OBJECTIVE: Identify the line that contains "Exercise. Tag every instance of the sheep's leg" in the material. Output it and every line after it, unchanged, through the end.

DATA EXCERPTS:

..............................

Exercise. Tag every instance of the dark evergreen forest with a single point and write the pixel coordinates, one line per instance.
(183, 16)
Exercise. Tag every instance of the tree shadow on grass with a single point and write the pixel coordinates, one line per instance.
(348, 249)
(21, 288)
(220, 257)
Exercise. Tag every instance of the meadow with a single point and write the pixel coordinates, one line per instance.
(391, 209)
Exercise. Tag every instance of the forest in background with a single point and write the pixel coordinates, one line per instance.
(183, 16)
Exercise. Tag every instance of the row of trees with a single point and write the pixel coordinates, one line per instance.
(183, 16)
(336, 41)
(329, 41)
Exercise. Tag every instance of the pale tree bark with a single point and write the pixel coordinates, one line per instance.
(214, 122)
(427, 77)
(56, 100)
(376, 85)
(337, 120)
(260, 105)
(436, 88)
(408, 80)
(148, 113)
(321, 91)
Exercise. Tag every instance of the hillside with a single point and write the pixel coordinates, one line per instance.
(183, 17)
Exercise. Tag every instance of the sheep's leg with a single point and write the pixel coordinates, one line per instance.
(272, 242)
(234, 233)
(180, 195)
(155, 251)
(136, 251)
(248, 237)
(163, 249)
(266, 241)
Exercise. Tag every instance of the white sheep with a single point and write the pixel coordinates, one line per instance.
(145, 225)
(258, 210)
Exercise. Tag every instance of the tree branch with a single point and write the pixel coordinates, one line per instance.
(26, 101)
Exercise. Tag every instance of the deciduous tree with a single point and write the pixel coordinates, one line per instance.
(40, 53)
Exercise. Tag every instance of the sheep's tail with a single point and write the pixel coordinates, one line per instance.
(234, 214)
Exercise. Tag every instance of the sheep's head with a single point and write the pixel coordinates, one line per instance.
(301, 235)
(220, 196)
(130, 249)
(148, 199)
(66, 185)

..............................

THE ANSWER:
Exercise. Tag every instance of the sheep's leg with a single point and write the pixel coordinates, one line per instance.
(272, 242)
(234, 233)
(180, 195)
(155, 251)
(136, 251)
(248, 237)
(163, 249)
(266, 241)
Exercise. Tag every instance of the white sheep with a single point and write the pixel coordinates, one line per instance.
(145, 225)
(258, 210)
Exercise. Tag every instance of the tree branch with a single point and write the pixel coordinates, one line per instance.
(26, 101)
Exercise. Tag every instance of the deciduous tree with a single point and write the pixel coordinates, one line per instance.
(40, 53)
Exercise. Tag every instance of the sheep's tail with a single point and write the pixel coordinates, one line per instance.
(234, 214)
Exercise. Tag every instance of the sheep's head with a single point and write the pixel coordinates, one line per instance.
(301, 235)
(220, 196)
(130, 249)
(148, 199)
(66, 185)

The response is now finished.